• Objective: Retype the part of the graph theory textbook review starting at "New to this" and ending at "circuit theory, etc.".

• Text segment:

# Graph Theory and Its Applications (3rd ed.)

This a comprehensive textbook on graph theory is intended as an advanced undergraduate or introductory graduate course. The previous editions of this book had only the first two authors. This edition is a reorganization and makeover of the previous edition with new material added. The style of the previous edition is maintained, meaning that it is a succession of definitions, examples, applications, theorems, proofs, remarks, with little text in between. The many graph drawings and the numerous examples make it easy to understand what the theory is referring to. Many algorithms are presented as high-level pseudo code, but for those students interested in the programming aspects there are extra notes about implementation and several computer programming projects are formulated as exercises. Each chapter is introduced with a brief summary of its objective and contents, and it ends with a glossary giving one-liner descriptions of the new terms that were introduced in that chapter. The preface explains the concept of the book, gives a brief outline of the contents, and some suggestions for the instructor on how to select material from the book for composing a shorter course.

New to this edition are many "supplementary exercises" (some with hints or solutions at the end) added after each chapter. They complete the many exercises that were included already after the sections of the chapters. Also the algorithmic aspects are more elaborated. The applications of the chapter on colouring and factoring are extended with examples of scheduling problems, map colouring, and problems in computer science, chemistry, circuit theory, etc.

The compact enumerating style of writing makes it also an excellent reference work. The extensive index, the list of applications, and the glossary of algorithms added at the end are a welcome help for that. The appendices summarizing necessary elements from mathematics (logic and proof techniques, functions, combinatorics, algebraic structures, complexity), and the additional references: books (organized by subject) and papers (organized by chapter), besides the really impressive list of exercises, are of course useful elements helping the students that have to assimilate the material.

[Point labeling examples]
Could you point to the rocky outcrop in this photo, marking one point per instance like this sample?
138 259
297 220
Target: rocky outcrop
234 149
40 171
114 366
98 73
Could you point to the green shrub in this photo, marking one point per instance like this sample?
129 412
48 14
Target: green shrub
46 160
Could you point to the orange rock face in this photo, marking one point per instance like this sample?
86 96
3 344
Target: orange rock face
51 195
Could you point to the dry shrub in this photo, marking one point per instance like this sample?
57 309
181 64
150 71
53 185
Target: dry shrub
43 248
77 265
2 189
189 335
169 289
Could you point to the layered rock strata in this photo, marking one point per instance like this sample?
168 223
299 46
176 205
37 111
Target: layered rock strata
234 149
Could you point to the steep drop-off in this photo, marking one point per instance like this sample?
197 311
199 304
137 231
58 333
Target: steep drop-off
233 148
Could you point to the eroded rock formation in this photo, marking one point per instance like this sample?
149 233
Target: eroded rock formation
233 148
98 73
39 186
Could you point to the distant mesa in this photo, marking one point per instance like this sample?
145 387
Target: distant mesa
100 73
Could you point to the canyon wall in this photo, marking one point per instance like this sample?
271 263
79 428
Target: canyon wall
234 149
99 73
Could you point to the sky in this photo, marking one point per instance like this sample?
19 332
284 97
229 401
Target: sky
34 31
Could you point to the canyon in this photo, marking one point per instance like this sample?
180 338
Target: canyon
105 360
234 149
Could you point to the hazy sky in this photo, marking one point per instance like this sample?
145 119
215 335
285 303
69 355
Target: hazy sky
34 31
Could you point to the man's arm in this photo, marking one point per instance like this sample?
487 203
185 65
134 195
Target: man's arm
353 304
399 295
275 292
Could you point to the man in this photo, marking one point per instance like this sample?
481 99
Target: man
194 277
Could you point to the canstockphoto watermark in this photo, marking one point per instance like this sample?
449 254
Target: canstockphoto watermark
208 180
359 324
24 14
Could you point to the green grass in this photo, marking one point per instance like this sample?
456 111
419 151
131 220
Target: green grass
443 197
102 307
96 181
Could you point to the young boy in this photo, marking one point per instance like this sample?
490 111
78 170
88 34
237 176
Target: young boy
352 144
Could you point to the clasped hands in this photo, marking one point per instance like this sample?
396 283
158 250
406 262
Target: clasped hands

• Output:
New to this edition are many "supplementary exercises" (some with hints or solutions at the end) added after each chapter. They complete the many exercises that were included already after the sections of the chapters. Also the algorithmic aspects are more elaborated. The applications of the chapter on colouring and factoring are extended with examples of scheduling problems, map colouring, and problems in computer science, chemistry, circuit theory, etc.